PROVIDED TEXT:
Included in the means available in the prior art and which are applicable for prevention of forgery of such objects of value are:

(1) Employment of particular kinds of paper such as the paper having watermarks therein,

(2) Utilization of particular patterns such as fine, minute and/or complicated background camouflages or ground designs and hidden marks,

(3) Utilization of a particular process for representation of patterns such as mandatory employment of particular and sophisticated graving machines for production of plates,

(4) Employment of a particular, sophisticated and expensive printing process such as Sammel druck machines. Each of these means is inevitably accompanied by costwise disadvantage. In addition, the recent development in the aforementioned technology for reproduction of colored patterns to be made by utilizing photosensitive emulsion which is excellent in performance and simple in handling operation, has added another disadvantage to these conventional means for prevention of reproduction of objects representing colored patterns thereon. When a colored object, hereinafter refered to as a document, is reproduced either directly with such color reproduction technology or indirectly with such technology which is utilized for production of blocks or plates with which printing will be made, some magnitude of discrepancy would be recognized between an original and reproduction from the viewpoint of visibility, dimensional distortion of patterns and/or paper quality. However, it is not seldom that even experts have a difficult time identifying a colored object as a reproduction. Particularly, in view of the fact that the ordinary transactions are carried out by personnel which is nonprofessional in the technical field without using time for making sure of the validity of the paper money, the securities and/or the documents to be transferred by some means including direct comparison with the genuine piece, it would be unrealistic to assume that the aforementioned color reproduction technology will not be applied to the undesirable purposes of forgery.

As a result, it is a social demands to provide a document with colored patterns that can be used as valuable documents, which is difficult to make a reproduction of by means of a process for reproduction of colored patterns to be made by utilizing photosensitive emulsion.

SUMMARY OF THE INVENTION

An object of this invention is to provide an object representing colored patterns thereon or document with pattern which does not allow the technology for reproduction of colored patterns by utilizing photosensitive emulsion, to be used to produce reproductions in a color, acculately resembling that of the original patterns.

Another object of this invention is to provide an object representing colored patterns thereon which is difficult to make reproductions of, the object being reproducable without utilizing any particular plates for printing or any particular printing process.

EXERCISE INPUT:
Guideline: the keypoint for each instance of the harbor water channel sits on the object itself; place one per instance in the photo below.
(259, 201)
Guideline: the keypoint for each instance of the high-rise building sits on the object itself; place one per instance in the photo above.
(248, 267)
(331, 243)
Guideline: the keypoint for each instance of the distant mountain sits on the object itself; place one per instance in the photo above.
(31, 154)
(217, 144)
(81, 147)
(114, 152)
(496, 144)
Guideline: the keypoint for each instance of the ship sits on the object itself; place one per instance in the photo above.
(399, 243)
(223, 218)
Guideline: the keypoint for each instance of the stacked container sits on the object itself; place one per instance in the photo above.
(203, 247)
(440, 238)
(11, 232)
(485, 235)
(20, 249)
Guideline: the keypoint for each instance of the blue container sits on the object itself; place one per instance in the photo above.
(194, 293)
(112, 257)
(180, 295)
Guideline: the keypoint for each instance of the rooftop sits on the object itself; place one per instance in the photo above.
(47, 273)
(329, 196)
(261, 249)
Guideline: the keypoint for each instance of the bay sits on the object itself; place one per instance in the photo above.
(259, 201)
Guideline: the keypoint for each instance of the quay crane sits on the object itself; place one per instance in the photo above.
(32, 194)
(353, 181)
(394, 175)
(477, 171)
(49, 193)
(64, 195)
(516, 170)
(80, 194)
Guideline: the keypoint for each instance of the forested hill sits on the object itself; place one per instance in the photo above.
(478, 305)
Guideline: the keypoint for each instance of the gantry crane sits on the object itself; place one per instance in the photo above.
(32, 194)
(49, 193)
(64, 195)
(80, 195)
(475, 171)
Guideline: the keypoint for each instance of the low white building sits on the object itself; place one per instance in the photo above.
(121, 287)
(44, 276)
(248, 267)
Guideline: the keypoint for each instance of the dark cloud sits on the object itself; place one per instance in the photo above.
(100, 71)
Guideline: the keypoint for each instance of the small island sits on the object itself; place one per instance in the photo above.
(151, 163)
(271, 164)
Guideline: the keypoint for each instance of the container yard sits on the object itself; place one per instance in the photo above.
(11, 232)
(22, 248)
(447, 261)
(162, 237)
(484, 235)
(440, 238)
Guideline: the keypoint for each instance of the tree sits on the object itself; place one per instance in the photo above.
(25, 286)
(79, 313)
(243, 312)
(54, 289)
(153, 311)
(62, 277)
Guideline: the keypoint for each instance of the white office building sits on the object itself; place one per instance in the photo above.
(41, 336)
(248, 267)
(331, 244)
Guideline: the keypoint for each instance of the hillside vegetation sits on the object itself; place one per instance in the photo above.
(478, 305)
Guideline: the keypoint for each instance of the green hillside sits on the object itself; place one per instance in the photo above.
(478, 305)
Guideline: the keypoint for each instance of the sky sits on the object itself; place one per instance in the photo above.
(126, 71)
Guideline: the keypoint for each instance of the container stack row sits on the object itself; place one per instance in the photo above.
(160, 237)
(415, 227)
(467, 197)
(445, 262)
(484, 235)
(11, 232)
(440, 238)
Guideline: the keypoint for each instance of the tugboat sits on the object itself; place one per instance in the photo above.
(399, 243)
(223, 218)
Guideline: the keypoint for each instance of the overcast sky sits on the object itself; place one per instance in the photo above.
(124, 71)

PROBLEMS:
• 1. Copy the part of the forgery-prevention passage from "As a result, it" up to and including "utilizing photosensitive emulsion.".
• 2. Output the lines of the listing from the one containing "Guideline: the keypoint for each instance of the small" through the end of the listing as a JSON list of strings, one string per line, leaving out blank lines.

EXERCISE RESULTS:
• 1.
As a result, it is a social demands to provide a document with colored patterns that can be used as valuable documents, which is difficult to make a reproduction of by means of a process for reproduction of colored patterns to be made by utilizing photosensitive emulsion.

• 2.
[
  "Guideline: the keypoint for each instance of the small island sits on the object itself; place one per instance in the photo above.",
  "(151, 163)",
  "(271, 164)",
  "Guideline: the keypoint for each instance of the container yard sits on the object itself; place one per instance in the photo above.",
  "(11, 232)",
  "(22, 248)",
  "(447, 261)",
  "(162, 237)",
  "(484, 235)",
  "(440, 238)",
  "Guideline: the keypoint for each instance of the tree sits on the object itself; place one per instance in the photo above.",
  "(25, 286)",
  "(79, 313)",
  "(243, 312)",
  "(54, 289)",
  "(153, 311)",
  "(62, 277)",
  "Guideline: the keypoint for each instance of the white office building sits on the object itself; place one per instance in the photo above.",
  "(41, 336)",
  "(248, 267)",
  "(331, 244)",
  "Guideline: the keypoint for each instance of the hillside vegetation sits on the object itself; place one per instance in the photo above.",
  "(478, 305)",
  "Guideline: the keypoint for each instance of the green hillside sits on the object itself; place one per instance in the photo above.",
  "(478, 305)",
  "Guideline: the keypoint for each instance of the sky sits on the object itself; place one per instance in the photo above.",
  "(126, 71)",
  "Guideline: the keypoint for each instance of the container stack row sits on the object itself; place one per instance in the photo above.",
  "(160, 237)",
  "(415, 227)",
  "(467, 197)",
  "(445, 262)",
  "(484, 235)",
  "(11, 232)",
  "(440, 238)",
  "Guideline: the keypoint for each instance of the tugboat sits on the object itself; place one per instance in the photo above.",
  "(399, 243)",
  "(223, 218)",
  "Guideline: the keypoint for each instance of the overcast sky sits on the object itself; place one per instance in the photo above.",
  "(124, 71)"
]